## [TEXTE DU DOCUMENT]
----

III.             QUESTIONS EN LITIGE ET NORME DE CONTRÔLE APPLICABLE

[11]           Les trois questions suivantes sont en litige dans la présente demande :

1.                  La SPR a-t-elle commis une erreur dans ses conclusions concernant la crédibilité?

2.                  La SPR a-t-elle commis une erreur dans son appréciation de la demande sur place?

3.                  La SPR a-t-elle commis une erreur en concluant que la demande de la demanderesse ne reposait sur aucun fondement crédible?

[12]           La norme de contrôle applicable aux questions de crédibilité et d’appréciation des éléments de preuve relatifs à une demande sur place par la SPR est la norme de la décision raisonnable : Li c. Canada (Citoyenneté et Immigration), 2011 CF 941, aux paragraphes 14 et 15. Les conclusions tirées par la SPR en matière de crédibilité doivent faire l’objet d’un degré élevé de déférence, car la SPR a l’avantage d’observer directement le demandeur qui témoigne : Aguebor c. Canada (Ministre de l’Emploi et de l’Immigration) (1993), 160 N.R. 315, au paragraphe 4 (C.A.F.).

[13]           Une décision est raisonnable si le processus décisionnel est justifié, transparent et intelligible, et si la décision à laquelle il a donné lieu appartient aux issues possibles acceptables pouvant se justifier au regard des faits et du droit : Dunsmuir c. Nouveau‑Brunswick, [2008] 1 R.C.S. 190, 2008 CSC 9, au paragraphe 47.

[14]           Bien que la norme de contrôle applicable à la conclusion selon laquelle la demande ne repose sur aucun fondement crédible soit la norme de la décision raisonnable, le seuil que doit franchir la SPR pour arriver à cette conclusion est élevé parce que la conclusion retire au demandeur son droit d’appel à la Section d’appel des réfugiés. La conclusion selon laquelle une demande ne repose sur aucun fondement crédible n’est pas raisonnable s’il existe un élément de preuve crédible ou digne de foi quelconque qui est susceptible d’étayer une décision favorable : Chen c. Canada (Citoyenneté et Immigration), 2015 CF 1133, au paragraphe 17, citant Ramón Levario c. Canada (Citoyenneté et Immigration), 2012 CF 314.

IV.             ANALYSE

[15]           La décision comporte deux erreurs importantes qui ont pour conséquence que l’affaire doit être renvoyée pour nouvel examen. La première erreur importante est que les conclusions quant à la crédibilité sont viciées en raison de la façon dont l’audience s’est déroulée et de l’absence d’analyse par la SPR des explications et des réponses de la demanderesse aux questions. Ces conclusions viciées quant à la crédibilité contribuent également à compromettre la conclusion d’absence de fondement raisonnable. L’autre erreur importante est que l’analyse de la demande sur place repose sur une analyse erronée de l’invraisemblance et une analyse irréaliste de la question de savoir si les autorités chinoises auraient accès à un film affiché sur le site Web de l’Église.

----

## [LIGNES FOURNIES]
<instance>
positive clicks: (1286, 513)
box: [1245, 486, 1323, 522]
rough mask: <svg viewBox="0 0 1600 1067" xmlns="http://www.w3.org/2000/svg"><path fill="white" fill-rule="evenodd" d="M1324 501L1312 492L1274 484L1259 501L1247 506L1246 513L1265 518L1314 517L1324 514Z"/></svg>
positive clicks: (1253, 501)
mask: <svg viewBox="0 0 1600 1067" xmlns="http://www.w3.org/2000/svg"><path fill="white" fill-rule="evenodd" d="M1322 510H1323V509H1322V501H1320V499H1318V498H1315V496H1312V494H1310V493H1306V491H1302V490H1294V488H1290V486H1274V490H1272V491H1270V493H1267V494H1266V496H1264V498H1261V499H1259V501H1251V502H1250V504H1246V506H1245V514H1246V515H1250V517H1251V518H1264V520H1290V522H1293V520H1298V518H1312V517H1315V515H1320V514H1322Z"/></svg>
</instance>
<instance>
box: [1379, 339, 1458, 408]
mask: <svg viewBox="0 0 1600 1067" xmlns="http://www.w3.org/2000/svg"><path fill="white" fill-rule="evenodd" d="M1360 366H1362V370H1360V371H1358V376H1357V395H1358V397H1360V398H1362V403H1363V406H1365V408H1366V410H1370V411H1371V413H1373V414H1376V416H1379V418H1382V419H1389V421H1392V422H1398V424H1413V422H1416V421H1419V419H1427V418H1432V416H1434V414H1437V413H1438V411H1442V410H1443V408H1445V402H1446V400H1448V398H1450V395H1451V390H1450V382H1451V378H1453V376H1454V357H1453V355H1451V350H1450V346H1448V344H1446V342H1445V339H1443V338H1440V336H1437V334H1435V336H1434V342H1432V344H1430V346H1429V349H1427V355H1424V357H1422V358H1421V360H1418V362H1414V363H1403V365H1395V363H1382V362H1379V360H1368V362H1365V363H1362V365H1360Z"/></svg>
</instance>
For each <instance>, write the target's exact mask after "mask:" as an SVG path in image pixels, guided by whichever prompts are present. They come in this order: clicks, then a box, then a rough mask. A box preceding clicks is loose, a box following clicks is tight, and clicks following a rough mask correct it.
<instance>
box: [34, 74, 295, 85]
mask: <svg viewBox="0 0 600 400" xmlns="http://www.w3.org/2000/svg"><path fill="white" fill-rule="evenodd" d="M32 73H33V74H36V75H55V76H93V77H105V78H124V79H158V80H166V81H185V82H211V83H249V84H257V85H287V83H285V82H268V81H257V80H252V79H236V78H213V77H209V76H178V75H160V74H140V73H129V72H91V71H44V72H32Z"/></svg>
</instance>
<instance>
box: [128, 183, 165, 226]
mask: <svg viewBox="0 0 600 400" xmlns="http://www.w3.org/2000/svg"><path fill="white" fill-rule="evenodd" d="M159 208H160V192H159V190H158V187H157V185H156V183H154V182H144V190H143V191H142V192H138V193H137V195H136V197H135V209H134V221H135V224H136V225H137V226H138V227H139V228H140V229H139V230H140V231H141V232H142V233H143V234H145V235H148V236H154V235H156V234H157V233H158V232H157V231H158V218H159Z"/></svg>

----

## [VOTRE TÂCHE]
Quelles décisions de justice le jugement cite-t-il ? Donnez leurs intitulés. Appuyez-vous uniquement sur le texte du document.

## [RÉSULTAT]
- Li c. Canada (Citoyenneté et Immigration)
- Aguebor c. Canada (Ministre de l'Emploi et de l'Immigration)
- Dunsmuir c. Nouveau‑Brunswick
- Chen c. Canada (Citoyenneté et Immigration)
- Ramón Levario c. Canada (Citoyenneté et Immigration)